Repeat verbatim the lines of the data below, beginning with the line containing "In the photo above, where can the blue sky" and continuing to the end.

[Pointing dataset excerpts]
=======

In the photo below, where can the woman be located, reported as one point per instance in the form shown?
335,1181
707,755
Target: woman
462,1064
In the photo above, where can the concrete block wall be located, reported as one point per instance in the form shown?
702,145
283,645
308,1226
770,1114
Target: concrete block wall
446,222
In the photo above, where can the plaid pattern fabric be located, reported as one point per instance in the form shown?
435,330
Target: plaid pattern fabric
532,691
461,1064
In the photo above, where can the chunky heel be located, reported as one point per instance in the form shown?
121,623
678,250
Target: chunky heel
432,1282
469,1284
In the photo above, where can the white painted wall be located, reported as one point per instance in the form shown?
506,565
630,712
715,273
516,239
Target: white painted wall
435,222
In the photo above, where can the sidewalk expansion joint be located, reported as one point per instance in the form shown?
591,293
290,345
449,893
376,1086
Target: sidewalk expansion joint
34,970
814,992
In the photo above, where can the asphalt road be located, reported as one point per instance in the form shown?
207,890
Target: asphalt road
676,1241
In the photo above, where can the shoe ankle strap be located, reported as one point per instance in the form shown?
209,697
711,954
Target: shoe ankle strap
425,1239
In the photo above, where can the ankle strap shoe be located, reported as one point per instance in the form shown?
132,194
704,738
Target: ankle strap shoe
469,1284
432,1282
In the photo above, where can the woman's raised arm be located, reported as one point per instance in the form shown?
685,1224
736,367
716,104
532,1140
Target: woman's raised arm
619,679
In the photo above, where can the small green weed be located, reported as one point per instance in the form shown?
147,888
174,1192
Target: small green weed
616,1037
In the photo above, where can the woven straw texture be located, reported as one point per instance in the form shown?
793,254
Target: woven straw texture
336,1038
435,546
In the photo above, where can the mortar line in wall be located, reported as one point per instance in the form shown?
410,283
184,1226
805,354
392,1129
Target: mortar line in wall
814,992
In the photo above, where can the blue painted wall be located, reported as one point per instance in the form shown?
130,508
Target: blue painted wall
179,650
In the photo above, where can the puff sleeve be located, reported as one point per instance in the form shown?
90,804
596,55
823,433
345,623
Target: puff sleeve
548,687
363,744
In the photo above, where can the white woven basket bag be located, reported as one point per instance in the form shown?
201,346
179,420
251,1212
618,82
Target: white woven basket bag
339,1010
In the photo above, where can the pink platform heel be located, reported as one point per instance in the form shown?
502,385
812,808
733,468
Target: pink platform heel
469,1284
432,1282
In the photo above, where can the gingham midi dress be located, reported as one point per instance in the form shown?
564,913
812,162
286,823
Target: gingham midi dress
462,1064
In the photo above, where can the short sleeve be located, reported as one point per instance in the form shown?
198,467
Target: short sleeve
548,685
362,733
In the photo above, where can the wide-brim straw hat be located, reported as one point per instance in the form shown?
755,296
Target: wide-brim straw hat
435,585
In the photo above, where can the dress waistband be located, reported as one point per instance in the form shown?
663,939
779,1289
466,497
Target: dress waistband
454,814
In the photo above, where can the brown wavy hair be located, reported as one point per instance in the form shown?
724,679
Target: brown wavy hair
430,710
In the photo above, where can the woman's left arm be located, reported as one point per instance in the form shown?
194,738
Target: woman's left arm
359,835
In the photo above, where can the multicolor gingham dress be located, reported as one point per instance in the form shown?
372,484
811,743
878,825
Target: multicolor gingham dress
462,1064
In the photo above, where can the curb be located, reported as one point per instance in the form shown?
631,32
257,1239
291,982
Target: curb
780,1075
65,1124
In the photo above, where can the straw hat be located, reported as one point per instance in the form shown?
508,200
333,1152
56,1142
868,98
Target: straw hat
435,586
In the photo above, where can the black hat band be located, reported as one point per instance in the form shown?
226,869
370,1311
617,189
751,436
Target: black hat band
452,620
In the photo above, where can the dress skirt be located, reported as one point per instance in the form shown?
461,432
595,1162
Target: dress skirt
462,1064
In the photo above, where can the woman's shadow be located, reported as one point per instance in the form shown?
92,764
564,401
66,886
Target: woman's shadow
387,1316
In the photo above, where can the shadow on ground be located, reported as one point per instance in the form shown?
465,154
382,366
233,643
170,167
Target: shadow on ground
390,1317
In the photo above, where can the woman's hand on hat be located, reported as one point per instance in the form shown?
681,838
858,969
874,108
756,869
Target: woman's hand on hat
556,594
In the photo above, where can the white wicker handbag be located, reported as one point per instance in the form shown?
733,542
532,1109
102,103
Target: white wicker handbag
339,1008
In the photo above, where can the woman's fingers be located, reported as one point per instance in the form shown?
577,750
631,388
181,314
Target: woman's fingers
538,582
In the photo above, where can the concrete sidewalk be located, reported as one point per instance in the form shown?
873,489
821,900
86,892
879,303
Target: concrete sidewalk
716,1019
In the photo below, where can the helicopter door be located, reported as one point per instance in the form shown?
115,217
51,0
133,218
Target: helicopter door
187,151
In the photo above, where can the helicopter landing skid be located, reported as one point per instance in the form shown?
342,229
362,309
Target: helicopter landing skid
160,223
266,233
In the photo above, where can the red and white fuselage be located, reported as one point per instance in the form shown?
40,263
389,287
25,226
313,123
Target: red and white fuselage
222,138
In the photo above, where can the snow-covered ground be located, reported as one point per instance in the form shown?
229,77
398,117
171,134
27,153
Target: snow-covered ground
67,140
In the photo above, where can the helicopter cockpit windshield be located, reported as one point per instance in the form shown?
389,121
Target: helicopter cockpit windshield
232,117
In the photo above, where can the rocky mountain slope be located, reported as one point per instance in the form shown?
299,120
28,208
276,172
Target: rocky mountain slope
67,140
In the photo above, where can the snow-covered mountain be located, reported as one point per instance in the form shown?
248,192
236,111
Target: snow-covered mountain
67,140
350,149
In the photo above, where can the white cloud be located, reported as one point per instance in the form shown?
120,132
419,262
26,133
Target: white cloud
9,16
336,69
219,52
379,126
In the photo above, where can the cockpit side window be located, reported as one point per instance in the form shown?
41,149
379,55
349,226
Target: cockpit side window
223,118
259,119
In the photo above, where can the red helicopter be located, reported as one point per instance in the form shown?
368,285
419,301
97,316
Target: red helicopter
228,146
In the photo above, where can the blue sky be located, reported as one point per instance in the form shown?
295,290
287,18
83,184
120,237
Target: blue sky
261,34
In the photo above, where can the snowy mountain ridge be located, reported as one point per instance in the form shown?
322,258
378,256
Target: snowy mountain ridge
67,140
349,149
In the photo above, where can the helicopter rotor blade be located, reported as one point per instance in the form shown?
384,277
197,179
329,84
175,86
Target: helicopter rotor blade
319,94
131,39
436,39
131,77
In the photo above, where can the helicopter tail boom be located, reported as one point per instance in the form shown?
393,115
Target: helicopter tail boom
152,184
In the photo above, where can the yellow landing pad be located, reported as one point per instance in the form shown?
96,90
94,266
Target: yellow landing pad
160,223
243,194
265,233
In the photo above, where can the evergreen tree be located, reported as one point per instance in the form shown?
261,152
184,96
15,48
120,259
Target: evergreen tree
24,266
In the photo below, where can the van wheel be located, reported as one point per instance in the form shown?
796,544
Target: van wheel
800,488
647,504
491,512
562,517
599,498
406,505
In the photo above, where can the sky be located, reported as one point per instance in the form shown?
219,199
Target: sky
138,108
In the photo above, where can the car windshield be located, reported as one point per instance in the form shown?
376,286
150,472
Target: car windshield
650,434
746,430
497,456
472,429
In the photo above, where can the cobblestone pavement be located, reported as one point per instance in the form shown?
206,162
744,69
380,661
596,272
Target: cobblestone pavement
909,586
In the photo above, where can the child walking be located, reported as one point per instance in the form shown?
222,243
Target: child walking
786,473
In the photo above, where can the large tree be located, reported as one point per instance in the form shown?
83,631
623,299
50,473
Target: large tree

=======

**Exercise output:**
In the photo above, where can the blue sky be located, reported as one point per instance in the form shown?
295,290
287,18
83,184
120,237
Target: blue sky
261,34
In the photo above, where can the snowy mountain ridge be located, reported as one point per instance in the form shown?
322,258
378,256
Target: snowy mountain ridge
67,140
349,149
In the photo above, where can the helicopter rotor blade be located, reported as one point per instance in the form shown?
384,277
197,179
329,84
175,86
Target: helicopter rotor blade
319,94
131,39
436,39
131,77
In the photo above, where can the helicopter tail boom be located, reported as one point per instance in the form shown?
393,115
Target: helicopter tail boom
152,184
In the photo above, where can the yellow landing pad be located, reported as one point per instance in the form shown?
96,90
94,266
Target: yellow landing pad
160,223
243,194
265,233
In the photo above, where can the evergreen tree be located, reported as one point per instance in the form shown?
261,152
184,96
15,48
120,259
Target: evergreen tree
24,266
In the photo below, where can the van wheel be located, reported as one point per instance in the form shown?
796,544
Target: van wheel
800,488
647,504
491,512
562,517
599,498
406,505
In the photo above, where can the sky be located, reported as one point per instance in the form shown?
219,199
Target: sky
138,108
In the photo above, where can the car windshield be located, reported as one point per instance in the form shown?
376,286
150,472
Target: car windshield
650,434
746,430
497,456
472,429
In the photo above, where can the cobblestone pavement be located, reported as one point per instance in the form shown?
206,162
744,69
380,661
596,272
Target: cobblestone pavement
909,586
In the photo above, where can the child walking be located, reported as one point per instance in the form shown?
222,243
Target: child walking
786,473
In the photo above, where can the large tree be located, reported as one point per instance in the form shown?
83,631
623,299
50,473
Target: large tree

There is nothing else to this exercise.